__SOURCE INFORMATION__.
◇ ◇ ◇

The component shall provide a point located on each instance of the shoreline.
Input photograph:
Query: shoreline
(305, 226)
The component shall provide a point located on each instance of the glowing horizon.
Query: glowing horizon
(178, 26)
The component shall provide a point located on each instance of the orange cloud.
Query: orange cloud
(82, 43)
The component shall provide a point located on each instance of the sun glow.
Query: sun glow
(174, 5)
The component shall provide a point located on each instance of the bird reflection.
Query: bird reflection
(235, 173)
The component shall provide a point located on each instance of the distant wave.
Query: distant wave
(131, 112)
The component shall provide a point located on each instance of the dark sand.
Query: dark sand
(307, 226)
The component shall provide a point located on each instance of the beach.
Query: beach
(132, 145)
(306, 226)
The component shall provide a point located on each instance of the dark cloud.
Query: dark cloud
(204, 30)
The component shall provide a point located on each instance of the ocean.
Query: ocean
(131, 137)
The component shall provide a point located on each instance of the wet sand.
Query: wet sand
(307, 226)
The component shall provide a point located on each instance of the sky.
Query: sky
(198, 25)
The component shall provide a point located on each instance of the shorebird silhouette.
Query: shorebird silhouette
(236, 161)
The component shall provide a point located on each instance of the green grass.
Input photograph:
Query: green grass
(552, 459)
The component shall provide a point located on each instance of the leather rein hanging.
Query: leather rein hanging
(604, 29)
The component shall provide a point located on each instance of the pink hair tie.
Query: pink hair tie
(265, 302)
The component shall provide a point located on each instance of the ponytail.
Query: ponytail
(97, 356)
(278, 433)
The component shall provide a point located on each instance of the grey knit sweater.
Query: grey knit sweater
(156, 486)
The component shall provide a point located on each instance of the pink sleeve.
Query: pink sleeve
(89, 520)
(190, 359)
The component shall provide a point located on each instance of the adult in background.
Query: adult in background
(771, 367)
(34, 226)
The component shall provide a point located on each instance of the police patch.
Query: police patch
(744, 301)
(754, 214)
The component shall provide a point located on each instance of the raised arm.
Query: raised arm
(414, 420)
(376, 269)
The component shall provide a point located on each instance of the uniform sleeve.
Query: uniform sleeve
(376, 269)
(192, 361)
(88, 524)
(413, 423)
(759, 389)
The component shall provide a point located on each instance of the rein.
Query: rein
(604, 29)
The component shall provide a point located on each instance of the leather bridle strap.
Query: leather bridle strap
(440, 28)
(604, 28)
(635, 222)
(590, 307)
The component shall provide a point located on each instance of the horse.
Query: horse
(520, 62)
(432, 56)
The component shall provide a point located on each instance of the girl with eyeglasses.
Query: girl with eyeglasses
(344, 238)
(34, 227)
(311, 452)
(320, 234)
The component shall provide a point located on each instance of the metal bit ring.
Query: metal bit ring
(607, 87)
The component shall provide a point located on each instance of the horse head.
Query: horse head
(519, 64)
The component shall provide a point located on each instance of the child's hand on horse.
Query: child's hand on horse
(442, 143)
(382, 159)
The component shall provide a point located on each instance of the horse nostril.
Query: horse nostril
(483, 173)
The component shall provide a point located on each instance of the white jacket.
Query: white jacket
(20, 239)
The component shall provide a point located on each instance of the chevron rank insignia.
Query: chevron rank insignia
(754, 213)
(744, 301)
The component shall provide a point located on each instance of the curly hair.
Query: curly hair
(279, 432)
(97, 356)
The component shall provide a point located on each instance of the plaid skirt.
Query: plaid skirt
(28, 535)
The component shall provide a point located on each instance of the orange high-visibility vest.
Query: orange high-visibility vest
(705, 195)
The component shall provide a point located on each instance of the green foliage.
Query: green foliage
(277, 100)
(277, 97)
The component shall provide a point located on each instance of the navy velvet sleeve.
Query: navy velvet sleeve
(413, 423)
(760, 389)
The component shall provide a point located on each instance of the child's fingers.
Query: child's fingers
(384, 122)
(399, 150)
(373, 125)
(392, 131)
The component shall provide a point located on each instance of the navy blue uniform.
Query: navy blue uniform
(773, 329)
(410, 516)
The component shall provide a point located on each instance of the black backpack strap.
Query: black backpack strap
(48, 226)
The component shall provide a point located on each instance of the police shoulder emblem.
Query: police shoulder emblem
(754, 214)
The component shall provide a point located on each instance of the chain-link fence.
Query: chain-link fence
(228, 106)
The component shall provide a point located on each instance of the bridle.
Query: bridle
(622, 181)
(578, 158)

◇ ◇ ◇

__WHAT THE TASK REQUIRES__. Among the entries above, locate the lines containing "the horse nostril." and "chevron rank insignia.", and transcribe exactly those two lines and all lines between.

__ANSWER TO THE EXERCISE__.
The component shall provide a point located on each instance of the horse nostril.
Query: horse nostril
(483, 173)
The component shall provide a point located on each instance of the white jacket.
Query: white jacket
(20, 239)
The component shall provide a point located on each instance of the chevron rank insignia.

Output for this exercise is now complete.